Task instructions:
Show all lines from the material that carry the word "below".

Records:
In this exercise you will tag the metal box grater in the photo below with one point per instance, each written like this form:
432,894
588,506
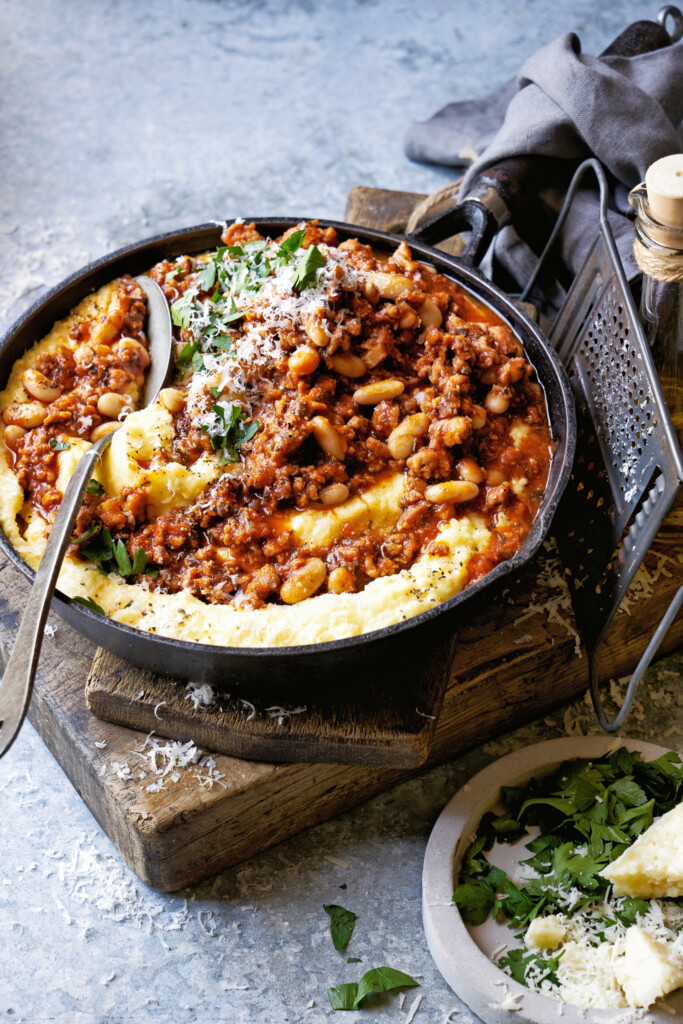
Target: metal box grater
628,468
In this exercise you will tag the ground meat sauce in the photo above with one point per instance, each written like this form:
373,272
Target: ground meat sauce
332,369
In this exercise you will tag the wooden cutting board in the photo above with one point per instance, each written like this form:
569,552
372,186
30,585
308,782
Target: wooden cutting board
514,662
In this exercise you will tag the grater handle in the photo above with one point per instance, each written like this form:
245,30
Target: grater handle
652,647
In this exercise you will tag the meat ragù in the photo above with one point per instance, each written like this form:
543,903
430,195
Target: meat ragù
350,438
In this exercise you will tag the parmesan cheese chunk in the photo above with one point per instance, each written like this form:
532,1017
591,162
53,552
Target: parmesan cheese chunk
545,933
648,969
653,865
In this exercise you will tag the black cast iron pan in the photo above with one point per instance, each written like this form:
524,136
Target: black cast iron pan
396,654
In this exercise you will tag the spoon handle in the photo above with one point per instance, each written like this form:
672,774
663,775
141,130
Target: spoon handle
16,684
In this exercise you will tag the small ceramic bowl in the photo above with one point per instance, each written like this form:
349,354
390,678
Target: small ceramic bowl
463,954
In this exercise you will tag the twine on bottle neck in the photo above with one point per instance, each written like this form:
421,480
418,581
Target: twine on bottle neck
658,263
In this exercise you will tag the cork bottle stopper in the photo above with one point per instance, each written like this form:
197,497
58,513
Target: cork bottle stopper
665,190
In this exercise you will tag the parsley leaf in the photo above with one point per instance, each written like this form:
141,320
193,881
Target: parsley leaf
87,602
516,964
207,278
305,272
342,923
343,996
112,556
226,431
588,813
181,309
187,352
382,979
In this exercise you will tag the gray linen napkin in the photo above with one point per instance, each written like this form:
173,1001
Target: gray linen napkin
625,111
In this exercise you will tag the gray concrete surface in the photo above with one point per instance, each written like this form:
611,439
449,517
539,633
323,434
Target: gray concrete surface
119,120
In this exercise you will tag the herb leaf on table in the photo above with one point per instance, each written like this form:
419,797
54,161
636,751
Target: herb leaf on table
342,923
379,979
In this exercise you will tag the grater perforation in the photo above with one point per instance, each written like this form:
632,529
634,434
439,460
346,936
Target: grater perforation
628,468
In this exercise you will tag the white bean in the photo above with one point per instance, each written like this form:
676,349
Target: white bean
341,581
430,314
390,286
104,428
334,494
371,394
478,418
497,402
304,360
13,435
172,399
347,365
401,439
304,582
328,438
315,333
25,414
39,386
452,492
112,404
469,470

...

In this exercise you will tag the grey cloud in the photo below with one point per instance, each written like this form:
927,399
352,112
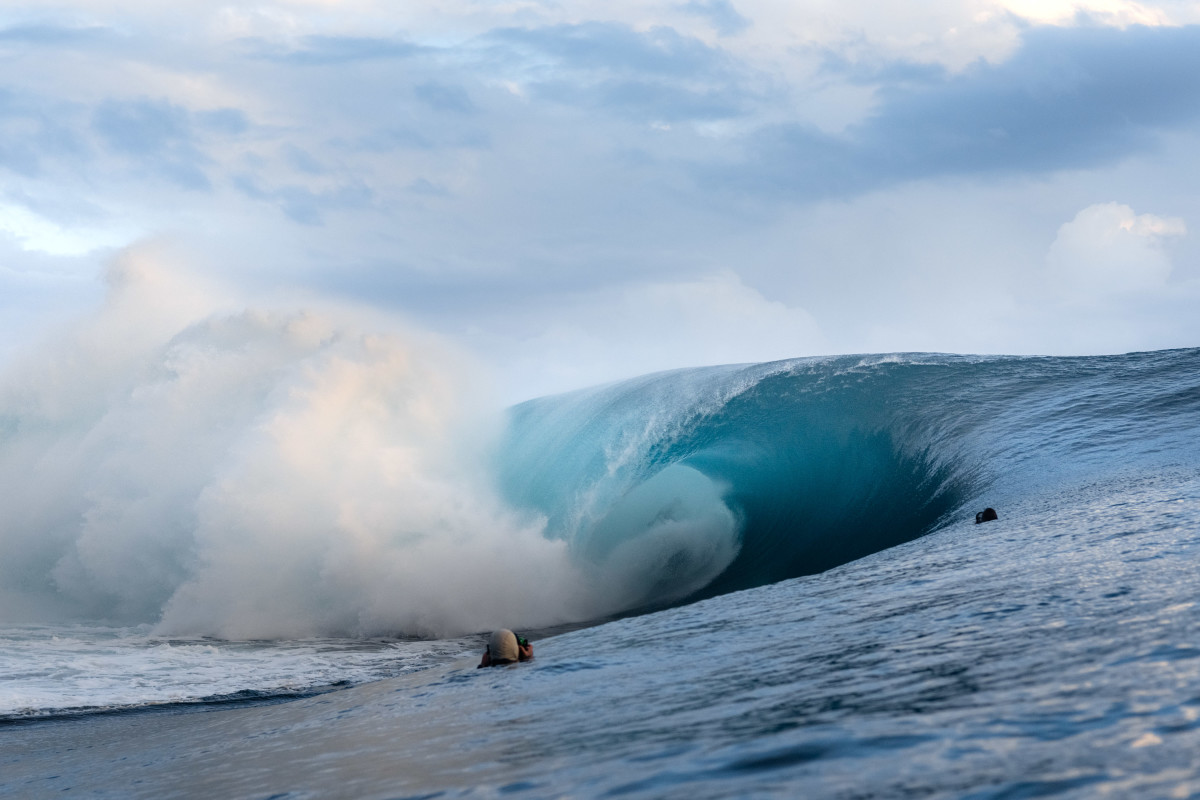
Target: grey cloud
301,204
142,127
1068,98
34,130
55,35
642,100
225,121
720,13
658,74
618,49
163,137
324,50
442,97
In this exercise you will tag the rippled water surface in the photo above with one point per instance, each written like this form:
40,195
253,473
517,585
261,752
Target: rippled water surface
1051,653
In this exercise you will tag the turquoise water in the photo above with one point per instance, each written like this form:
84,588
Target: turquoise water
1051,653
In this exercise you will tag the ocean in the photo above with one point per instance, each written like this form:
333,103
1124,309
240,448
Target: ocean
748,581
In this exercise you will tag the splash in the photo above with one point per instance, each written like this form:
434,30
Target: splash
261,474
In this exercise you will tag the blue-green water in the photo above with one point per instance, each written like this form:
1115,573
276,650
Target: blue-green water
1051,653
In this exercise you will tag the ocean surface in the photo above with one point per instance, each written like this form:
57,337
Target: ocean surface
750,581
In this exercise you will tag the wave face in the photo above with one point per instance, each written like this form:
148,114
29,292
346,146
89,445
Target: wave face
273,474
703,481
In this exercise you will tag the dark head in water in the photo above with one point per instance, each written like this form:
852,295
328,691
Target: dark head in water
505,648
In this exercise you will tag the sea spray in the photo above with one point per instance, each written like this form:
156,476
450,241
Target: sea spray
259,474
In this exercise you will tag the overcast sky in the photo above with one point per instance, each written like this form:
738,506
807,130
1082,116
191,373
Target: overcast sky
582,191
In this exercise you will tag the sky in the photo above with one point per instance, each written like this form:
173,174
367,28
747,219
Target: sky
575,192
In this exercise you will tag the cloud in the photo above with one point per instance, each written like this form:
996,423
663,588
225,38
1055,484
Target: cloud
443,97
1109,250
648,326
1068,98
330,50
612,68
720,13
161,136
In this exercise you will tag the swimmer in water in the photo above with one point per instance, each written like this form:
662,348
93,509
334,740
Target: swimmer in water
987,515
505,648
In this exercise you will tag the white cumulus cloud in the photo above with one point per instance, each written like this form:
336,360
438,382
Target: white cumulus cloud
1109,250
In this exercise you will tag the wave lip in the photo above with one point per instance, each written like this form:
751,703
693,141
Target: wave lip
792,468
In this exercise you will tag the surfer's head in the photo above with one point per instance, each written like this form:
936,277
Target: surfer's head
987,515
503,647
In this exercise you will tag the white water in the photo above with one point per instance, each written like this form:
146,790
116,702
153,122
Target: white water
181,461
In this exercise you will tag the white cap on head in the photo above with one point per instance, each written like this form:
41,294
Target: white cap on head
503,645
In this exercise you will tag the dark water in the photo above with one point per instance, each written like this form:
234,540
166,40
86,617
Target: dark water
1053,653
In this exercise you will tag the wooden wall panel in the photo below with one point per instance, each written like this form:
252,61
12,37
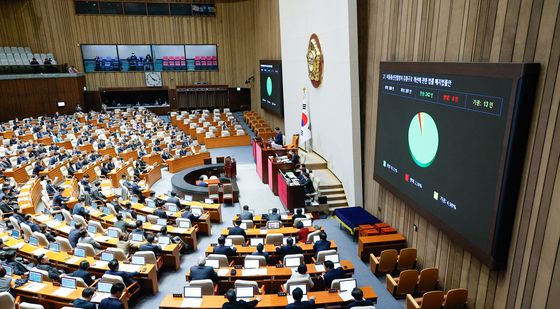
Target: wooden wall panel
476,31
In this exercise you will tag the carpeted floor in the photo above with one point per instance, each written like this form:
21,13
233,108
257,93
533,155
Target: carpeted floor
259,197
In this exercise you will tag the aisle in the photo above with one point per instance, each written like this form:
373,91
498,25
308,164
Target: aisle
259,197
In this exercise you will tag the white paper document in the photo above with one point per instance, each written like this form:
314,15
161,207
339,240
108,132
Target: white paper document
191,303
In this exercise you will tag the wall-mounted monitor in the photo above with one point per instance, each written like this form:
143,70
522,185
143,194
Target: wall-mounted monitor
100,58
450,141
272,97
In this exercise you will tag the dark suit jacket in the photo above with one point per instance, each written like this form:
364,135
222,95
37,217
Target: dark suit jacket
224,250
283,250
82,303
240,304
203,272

Result of the task:
In this exercise you will tag the metal box grater in the photo below with one point per instance, each written like this form:
In this exercise you will tag the grey cloud in the photo below with one point per instance, each written like this form:
In this exercise you will tag the wooden wall panel in the photo below with one point per instance, each written like this form:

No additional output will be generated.